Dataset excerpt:
-- Begin --

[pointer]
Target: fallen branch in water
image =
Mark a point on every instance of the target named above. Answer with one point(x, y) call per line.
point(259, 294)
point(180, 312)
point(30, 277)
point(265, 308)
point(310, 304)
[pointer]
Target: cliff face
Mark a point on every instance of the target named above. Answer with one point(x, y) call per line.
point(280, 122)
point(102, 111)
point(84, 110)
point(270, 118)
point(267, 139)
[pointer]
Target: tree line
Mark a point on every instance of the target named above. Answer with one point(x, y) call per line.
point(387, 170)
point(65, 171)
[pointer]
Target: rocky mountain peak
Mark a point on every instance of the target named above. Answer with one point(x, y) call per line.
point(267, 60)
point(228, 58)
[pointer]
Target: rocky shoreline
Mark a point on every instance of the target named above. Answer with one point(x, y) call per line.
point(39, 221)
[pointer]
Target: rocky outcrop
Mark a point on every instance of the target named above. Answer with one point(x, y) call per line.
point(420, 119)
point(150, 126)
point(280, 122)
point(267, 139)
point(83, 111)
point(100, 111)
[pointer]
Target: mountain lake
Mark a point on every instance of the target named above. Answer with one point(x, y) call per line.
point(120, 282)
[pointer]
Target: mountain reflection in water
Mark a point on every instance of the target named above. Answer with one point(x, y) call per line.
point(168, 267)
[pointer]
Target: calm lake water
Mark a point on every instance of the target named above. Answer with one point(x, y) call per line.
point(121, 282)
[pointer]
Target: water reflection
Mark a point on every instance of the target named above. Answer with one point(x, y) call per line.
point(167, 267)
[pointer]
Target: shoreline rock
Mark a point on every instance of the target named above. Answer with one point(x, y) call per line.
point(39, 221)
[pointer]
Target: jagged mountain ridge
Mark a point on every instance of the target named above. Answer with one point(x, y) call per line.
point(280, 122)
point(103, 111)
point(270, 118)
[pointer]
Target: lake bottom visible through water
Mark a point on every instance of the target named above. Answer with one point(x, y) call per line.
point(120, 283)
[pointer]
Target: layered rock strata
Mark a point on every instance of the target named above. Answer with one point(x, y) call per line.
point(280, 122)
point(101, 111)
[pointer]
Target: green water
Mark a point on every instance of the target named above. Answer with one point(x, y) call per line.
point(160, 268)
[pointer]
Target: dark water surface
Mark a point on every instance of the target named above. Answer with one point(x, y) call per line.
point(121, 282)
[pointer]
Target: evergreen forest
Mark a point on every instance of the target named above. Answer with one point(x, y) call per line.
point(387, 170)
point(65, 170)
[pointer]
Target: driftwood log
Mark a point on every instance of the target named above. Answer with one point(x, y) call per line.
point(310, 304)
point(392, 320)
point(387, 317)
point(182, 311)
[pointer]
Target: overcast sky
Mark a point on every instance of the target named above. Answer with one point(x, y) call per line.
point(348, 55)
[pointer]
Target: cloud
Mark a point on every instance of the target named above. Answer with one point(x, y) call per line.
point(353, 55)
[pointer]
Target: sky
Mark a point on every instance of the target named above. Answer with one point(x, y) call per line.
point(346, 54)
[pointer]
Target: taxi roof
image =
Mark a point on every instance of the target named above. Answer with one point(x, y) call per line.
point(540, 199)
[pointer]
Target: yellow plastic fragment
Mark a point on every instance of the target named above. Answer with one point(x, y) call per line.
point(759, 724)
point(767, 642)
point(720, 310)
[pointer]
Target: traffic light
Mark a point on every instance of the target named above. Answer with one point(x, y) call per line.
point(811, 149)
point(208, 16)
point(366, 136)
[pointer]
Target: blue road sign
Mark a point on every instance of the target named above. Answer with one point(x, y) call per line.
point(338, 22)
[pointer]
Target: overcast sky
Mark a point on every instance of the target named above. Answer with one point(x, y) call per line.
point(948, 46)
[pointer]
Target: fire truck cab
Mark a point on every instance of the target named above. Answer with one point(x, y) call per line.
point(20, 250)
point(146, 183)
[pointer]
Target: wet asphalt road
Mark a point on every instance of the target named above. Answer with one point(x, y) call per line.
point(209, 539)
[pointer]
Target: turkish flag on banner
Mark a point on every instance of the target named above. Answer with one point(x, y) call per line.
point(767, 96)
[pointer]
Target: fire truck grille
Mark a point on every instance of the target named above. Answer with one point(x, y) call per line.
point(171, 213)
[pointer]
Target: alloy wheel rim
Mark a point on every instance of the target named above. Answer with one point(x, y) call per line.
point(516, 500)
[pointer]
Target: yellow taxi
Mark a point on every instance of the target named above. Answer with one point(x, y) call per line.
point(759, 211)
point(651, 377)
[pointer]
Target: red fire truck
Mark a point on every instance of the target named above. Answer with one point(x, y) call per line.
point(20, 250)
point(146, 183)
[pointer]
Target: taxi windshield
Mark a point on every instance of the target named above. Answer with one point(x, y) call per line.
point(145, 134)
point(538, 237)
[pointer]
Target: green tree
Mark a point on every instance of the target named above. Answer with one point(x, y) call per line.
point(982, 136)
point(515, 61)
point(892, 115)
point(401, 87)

-- End --

Copy out the whole listing, exactly as written.

■ The response:
[pointer]
Target: fallen branch in water
image =
Mark a point on every instance of the target named above. Answer with one point(x, y) call per line.
point(259, 294)
point(180, 312)
point(30, 277)
point(265, 308)
point(310, 304)
[pointer]
Target: cliff face
Mark a point on every instance of the target named above. Answer with one point(x, y) call per line.
point(280, 122)
point(102, 111)
point(84, 110)
point(270, 118)
point(267, 139)
[pointer]
Target: tree line
Mark a point on every instance of the target named above. Answer with one point(x, y) call per line.
point(387, 170)
point(65, 171)
[pointer]
Target: rocky mountain peak
Mark a point on every instance of the target named above. Answer with one point(x, y) call per line.
point(267, 60)
point(228, 58)
[pointer]
Target: rocky shoreline
Mark a point on every instance of the target named above. Answer with one point(x, y) call per line.
point(39, 221)
[pointer]
Target: rocky outcrop
Mark a point on every instance of the target named above. Answer with one point(x, y) call per line.
point(420, 119)
point(150, 126)
point(280, 122)
point(267, 139)
point(83, 111)
point(100, 111)
[pointer]
Target: mountain lake
Mark a point on every instance of the target named above. Answer with one point(x, y) call per line.
point(120, 282)
[pointer]
Target: mountain reflection in water
Mark a point on every instance of the target named above. Answer with one point(x, y) call per line.
point(168, 267)
[pointer]
Target: calm lake water
Mark a point on every instance of the target named above. Answer with one point(x, y) call per line.
point(121, 282)
[pointer]
Target: water reflection
Mark a point on every instance of the target named above. Answer with one point(x, y) call per line.
point(167, 267)
[pointer]
Target: shoreline rock
Mark a point on every instance of the target named above. Answer with one point(x, y) call per line.
point(39, 221)
[pointer]
Target: jagged mountain ridge
Mark a point on every instance of the target named above. Answer with one point(x, y) call per line.
point(280, 122)
point(103, 111)
point(270, 118)
[pointer]
Target: lake bottom visible through water
Mark a point on every instance of the target named above. Answer with one point(x, y) call per line.
point(120, 283)
[pointer]
Target: layered rock strata
Mark a point on every instance of the target named above. Answer with one point(x, y) call per line.
point(280, 122)
point(101, 111)
[pointer]
Target: green water
Mark a point on every instance of the target named above. Answer with one point(x, y) call per line.
point(160, 268)
[pointer]
Target: dark water surface
Mark a point on every instance of the target named above. Answer with one point(x, y) call per line.
point(121, 282)
[pointer]
Target: evergreen forest
Mark a point on every instance of the target named above. Answer with one point(x, y) call per line.
point(387, 170)
point(65, 170)
[pointer]
Target: driftwood log
Mark a point on every instance of the target named above. Answer with one point(x, y) call per line.
point(310, 304)
point(392, 320)
point(387, 317)
point(182, 311)
[pointer]
Target: overcast sky
Mark a point on every instance of the target named above. Answer with one point(x, y) call per line.
point(348, 55)
[pointer]
Target: cloud
Mark a point on every instance of the target named above. Answer with one point(x, y) call per line.
point(353, 55)
[pointer]
Target: sky
Mark a point on every instance of the target named above. Answer with one point(x, y) call per line.
point(346, 54)
[pointer]
Target: taxi roof
image =
Mark a point on every instance of the target named above. Answer with one point(x, y) call per line.
point(540, 199)
[pointer]
Target: yellow plastic fragment
Mark a point on every instance of the target named above. Answer with one point(x, y) call per line.
point(759, 724)
point(767, 642)
point(720, 310)
[pointer]
Target: traffic light
Mark a point on every instance of the target named above. Answer with one point(x, y) call per line.
point(811, 149)
point(208, 16)
point(366, 136)
[pointer]
Target: blue road sign
Mark a point on every instance of the target named above. Answer with one point(x, y) call per line.
point(338, 22)
[pointer]
Target: overcast sky
Mark a point on every instance of the target named above. Answer with one point(x, y) call per line.
point(948, 46)
[pointer]
Target: fire truck cab
Mark a point on every instance of the target named above. Answer with one point(x, y) call per line.
point(20, 250)
point(146, 183)
[pointer]
Target: wet asphalt road
Mark a point on every instance of the target named above. Answer with one point(x, y) call per line.
point(209, 539)
[pointer]
Target: turkish flag on banner
Mark a point on every instance of the target named above. Answer with one point(x, y) call per line.
point(767, 96)
[pointer]
Target: fire truck grille
Mark a point on every instance of the target named above. Answer with one point(x, y) call per line.
point(171, 213)
[pointer]
Target: alloy wheel rim
Mark a point on every instance of the target named above. Answer with one point(x, y) call per line.
point(516, 500)
[pointer]
Target: yellow taxi
Mark a point on every instance of the target named above. Answer with one point(x, y) call per line.
point(759, 211)
point(651, 377)
[pointer]
Target: red fire truck
Mark a point on every instance of the target named above. Answer with one point(x, y) call per line.
point(20, 250)
point(146, 183)
[pointer]
Target: taxi windshield
Mark a point on every instance of the target named above. Answer with one point(x, y) call per line.
point(145, 134)
point(538, 237)
[pointer]
Target: green tree
Mark a point on every instance of the target named above. Answer with one point(x, y) call per line.
point(982, 136)
point(515, 61)
point(892, 115)
point(401, 87)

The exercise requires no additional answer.